Given exercise A:
Condense the paragraph starting "The jungle which covered unlimited land" in the passage on land tenure in ancient India below into a short bulleted list that keeps its main facts.
Given exercise B:
Write the next part of the passage on land tenure in ancient India below, picking up after its final sentence.

+++ Source document

2.1.1 Land Tenure in Ancient India

Ancient record show that land has been under cultivation in India for more than 5,000 years. In the beginning, tribes exercised control (especially delimitation and defence) over the areas they had taken possession of. This right of the conqueror was the initial from of land right. The tribes allotted to the individual families land for their utilization, usually by means of shifting cultivation.

The jungle which covered unlimited land, although economically useless, led to another form of land right, namely, the right of the first clearer. Whoever cleared a plot in the jungle also had the right to use this land. However, this individual right of utilization was only valid as long as the land was actually cultivated. As soon as it was abandoned, the power of disposition over it reverted to the tribe.

The strenuous work of clearing, the necessity of mutual help, small scale defence measures, and the expansion of the families led, in the course of time, to the formation of villages which assumed the regulation of land rights. Two different forms developed in time.

The village which had individual land rights consisted of a group of families which had rights to the land on the basis of having cleared it. The claims of the families were limited to the cleared land. The uncultivalabel land in the vicinity of the village was jointly utilized, but no claims were made to it. It belonged to the ruler who, in later epochs, also granted permission to cultivate the land.

In the case of villages which held land rights jointly, the village community claimed the right to all land within the village boundaries and allotted it to individual families for utilization. The administration was not carried out by a village headman, but by the panchayat, a village council in which the individual families had their say.

++++++
+++ Information supplied

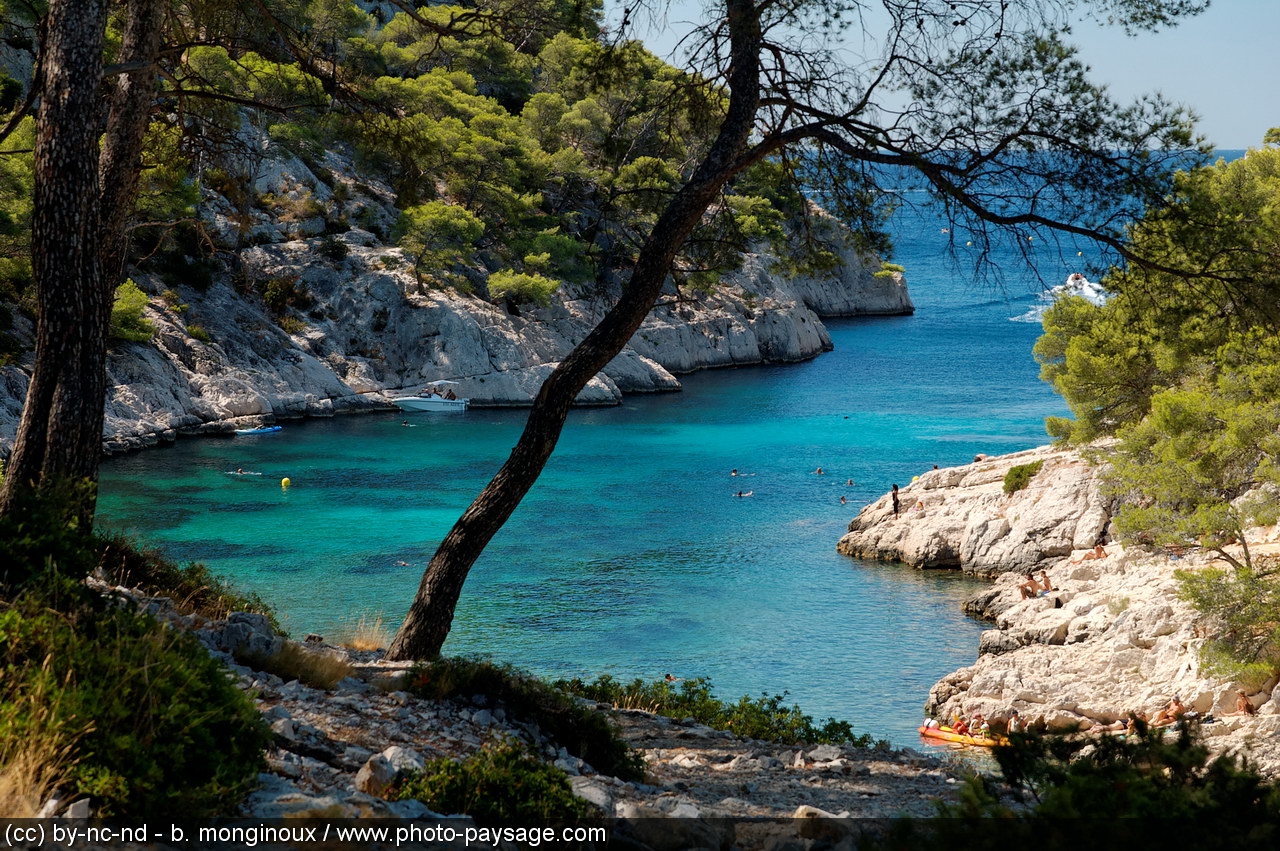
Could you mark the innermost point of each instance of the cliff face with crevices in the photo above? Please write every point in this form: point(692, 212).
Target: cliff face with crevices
point(370, 330)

++++++

Response A:
- The jungle covered unlimited land and was economically useless, but it gave rise to a second form of land right: the right of the first clearer.
- Whoever cleared a plot in the jungle gained the right to use that land.
- This individual right of use lasted only as long as the land was actually cultivated.
- Once the land was abandoned, the power of disposition over it reverted to the tribe.

Response B:
Thus, at an early period already, there were individual and joint land rights. But landed property, as known in the West, did not exist at all. The rights were a privilege granting inheritable utilization rights and included social obligations, especially taking consideration of the village community's interests.

Because of the need for defence, authority concentrated in the course of time, and thus, a state was formed with one ruler at its head. Costs of governing were covered, at first, with gifts. Soon, however, it became obligatory to deliver a share of the grain yield- in other words-, a tax was introduced. The king was thus only given a right to a share of the yield, but ro rights to the land and its utilization. However, he was entitled to all the uncultivated land that lay between the villages.

It was necessary to establish an official hierarchy to collect the taxes. The tax collectors were remunerated by being given a share of the collected taxes and a plot of crown land. This "watan" land was free of tax, inheritable, and transferrable, and represented a new form of land rights, namely, land rights on account of the government allotting land to government officials.

In the course of time, the tasks of the central government increased. In this huge country where transport conditions were difficult, possibilities of simplifying administration played an important role. Therefore, the ruler allotted the tax revenue from specific areas to people who had to maintain troops in the provinces, make roads passable, and keep the passes open. At first, the transfer of the right to these taxes was valid only for the time during which these tasks were carried out. Even priests and favourites were provided for in that way, at first for life, later on, all these cessions became inheritable. This right to the land on the basis of the transfer of the right to taxes included taxes only, but not ownership of the land as in the case of 'watan’ lands.

In pre-islamic times already, there had been a diversification in the land rights. In addition to the land claims of the village community and the farmers based on the right of the conqueror and the first clearer, the ruler's claims to a share of the yield and the uncultivated land between the villages were generally recognized. In addition, the right to collect taxes for certain regions was transferred to specific people and land rights to officials. These were only allotted crown land. The traditional rights of the cultivators remained unaltered.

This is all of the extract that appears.